• Set exercise A:
For the hydrogen system excerpt, answer each question:
(i) What does the excerpt say may preferably be used as hydrogen/energy safe storage?
(ii) In Figure 1, what serve as the fuel metal, the alkali metal hydroxide, and the water?
(iii) What may be used in place of the onboard fuel cell?

• Excerpt:
The system presented herein may further be used a gas supplier for production of liquid hydrogen.

The system presented herein may further be used as an energy supporting system for energetic systems depending on current climate conditions such as photovoltaic and wind. In fact, the system of the present invention may functionally be used as a remote and decentralized source of energy, preferably, by using water as hydrogen/energy safe storage.

The present invention is further aimed to provide a system for obtaining hydrogen and fuel metal valuable byproducts by water split reaction using fuel metal and aqueous alkali metal hydroxide solution, wherein at least part of said hydrogen obtained is re-circulated into said reaction medium to intensify the removal of reaction products from said fuel metal surface so as to prevent passivation and further to push away both small hydrogen bubbles and solid particles attached to said fuel metal surface.

The present invention is further aimed to allow producing green fuels energy (G F E) by recycling at least part of said byproducts obtained in by the system presented herein. The green fuel energy may functionally allow to handle environmental pollution by using molecular sive and/or zeolites which can be replaced by cations . Reference is now made to Figures 1, 2 and 3. Figure 1 is a schematic illustration of one variation of a system for long-time autonomous operation with given H₂ output, pressure, duration and one-time loading of the chemicals in accordance with the present invention. Fuel metal, alkali metal hydroxide and water are the porous aluminum rods with stainless steel ringbolts, sodium hydroxide and tap water correspondingly. The system may comprise a controlling programmable device (not shown) with level, pressure, temperature and amount of produced hydrogen sensors for keeping given hydrogen output, for adjusting water and sodium hydroxide solution addition in the reactor during the operation. The system includes a reactor, receiver, tanks, and a fuel cell, and it is driven by it circulation compressor (Fig. 1). The fuel cell illustrated is onboard fuel cell, however an on shore fuel cell may also be used mutatis mutandis.

• Data supplied:
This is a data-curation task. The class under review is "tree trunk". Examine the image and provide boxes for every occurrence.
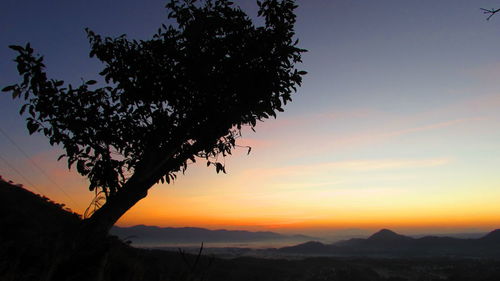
[83,174,156,236]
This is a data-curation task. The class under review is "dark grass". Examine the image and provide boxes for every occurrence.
[0,178,500,281]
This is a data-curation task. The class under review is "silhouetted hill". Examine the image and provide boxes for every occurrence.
[278,226,500,258]
[0,177,80,241]
[367,229,412,241]
[111,225,313,244]
[480,229,500,243]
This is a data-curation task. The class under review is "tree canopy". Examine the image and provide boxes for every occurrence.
[3,0,306,231]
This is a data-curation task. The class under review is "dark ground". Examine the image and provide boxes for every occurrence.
[0,178,500,281]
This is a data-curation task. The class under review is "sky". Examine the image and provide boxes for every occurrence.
[0,0,500,235]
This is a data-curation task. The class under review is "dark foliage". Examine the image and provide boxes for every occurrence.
[3,0,306,223]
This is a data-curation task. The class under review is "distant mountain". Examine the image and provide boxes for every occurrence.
[277,226,500,258]
[110,225,314,245]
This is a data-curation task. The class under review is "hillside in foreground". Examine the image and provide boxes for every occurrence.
[277,226,500,259]
[0,177,500,281]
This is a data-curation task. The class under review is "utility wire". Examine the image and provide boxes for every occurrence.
[0,151,44,195]
[0,128,81,208]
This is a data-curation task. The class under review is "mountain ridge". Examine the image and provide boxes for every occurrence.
[277,226,500,258]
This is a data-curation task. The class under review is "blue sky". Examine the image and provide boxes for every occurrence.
[0,0,500,235]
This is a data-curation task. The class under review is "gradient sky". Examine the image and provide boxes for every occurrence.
[0,0,500,234]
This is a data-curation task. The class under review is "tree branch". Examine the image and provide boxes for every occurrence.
[481,8,500,20]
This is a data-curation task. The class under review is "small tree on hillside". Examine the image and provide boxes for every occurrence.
[3,0,305,234]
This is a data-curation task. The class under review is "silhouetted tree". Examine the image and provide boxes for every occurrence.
[3,0,306,234]
[481,8,500,20]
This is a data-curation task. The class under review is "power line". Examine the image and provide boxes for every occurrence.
[0,151,44,195]
[0,128,81,208]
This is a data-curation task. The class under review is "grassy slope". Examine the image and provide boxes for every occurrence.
[0,178,500,281]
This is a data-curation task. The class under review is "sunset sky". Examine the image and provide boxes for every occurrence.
[0,0,500,234]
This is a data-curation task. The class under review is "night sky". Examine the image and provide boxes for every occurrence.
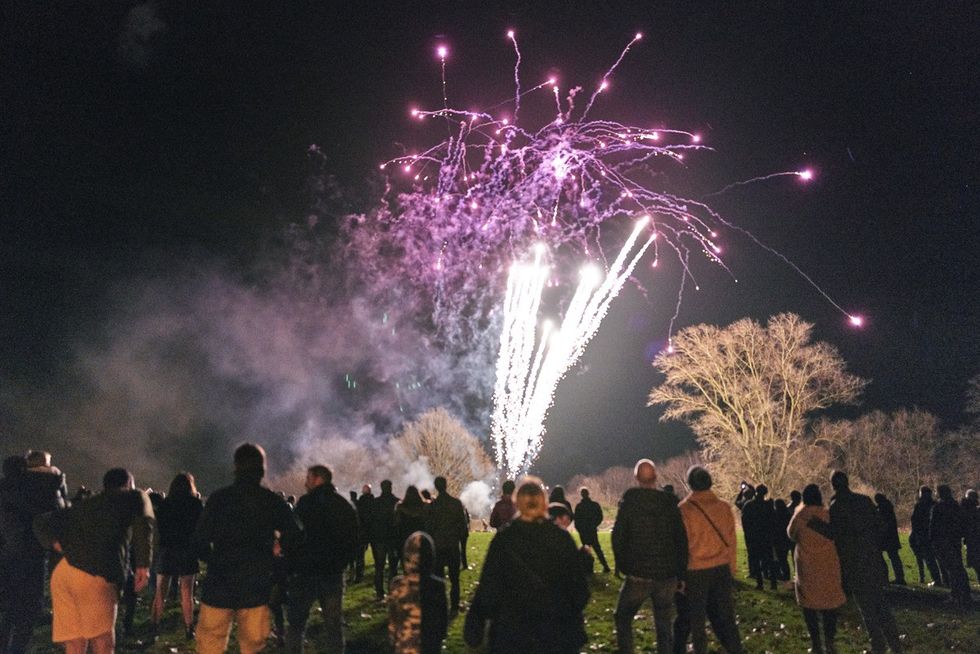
[0,1,980,492]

• Set exercise B: Can you recast the rows above, from the first row through the line holding "[0,177,500,281]", inclusive, as a two-column CSV with the columns request and boxes? Give one CSV line per row, quote each field, turn line breaks into spaces, and leave out the pictures.

• Worked solution A:
(i) Water.
(ii) Porous aluminum rods with stainless steel ringbolts, sodium hydroxide, and tap water, respectively.
(iii) An on shore fuel cell.

• Worked solution B:
request,boxes
"This is a data-curation task. The class under review is ""tree trunk"". Examine the image and provide boxes for every occurrence.","[83,174,156,236]"
"This is a data-curation task. The class under review is ""dark grass"". Examine the image and provide boxes for every occurrence.","[0,178,500,281]"
"This is a data-curation task. The class under review is ""silhouetted hill"". Examine the image and provide boxes for every occurrence.","[278,226,500,258] [0,177,80,241] [367,229,412,241] [111,225,313,244] [480,229,500,243]"
"This is a data-curation task. The class under review is ""tree canopy"". Examine the image and provide boxes for every occurrence.","[3,0,306,231]"
"This is a data-curation task. The class under review is ""dark ground"". Examine the image and provide boxes for every occurrence.","[0,178,500,281]"
"This is a data-curation task. The class under review is ""sky"". Examine the image and provide boxes for every occurrence.","[0,0,500,235]"
"This is a data-curation task. The class under review is ""dark foliage"". Examine the image and provide boxes for every occurrence.","[3,0,306,223]"
"This is a data-curation task. The class under review is ""distant mountain"". Examine the image and provide boxes for every occurrence.","[277,226,500,258] [110,225,314,245]"
"This is a data-curation task. The class under review is ""hillside in foreground"". Examine the image and provide boxes for every occurrence.","[277,226,500,259] [0,177,500,281]"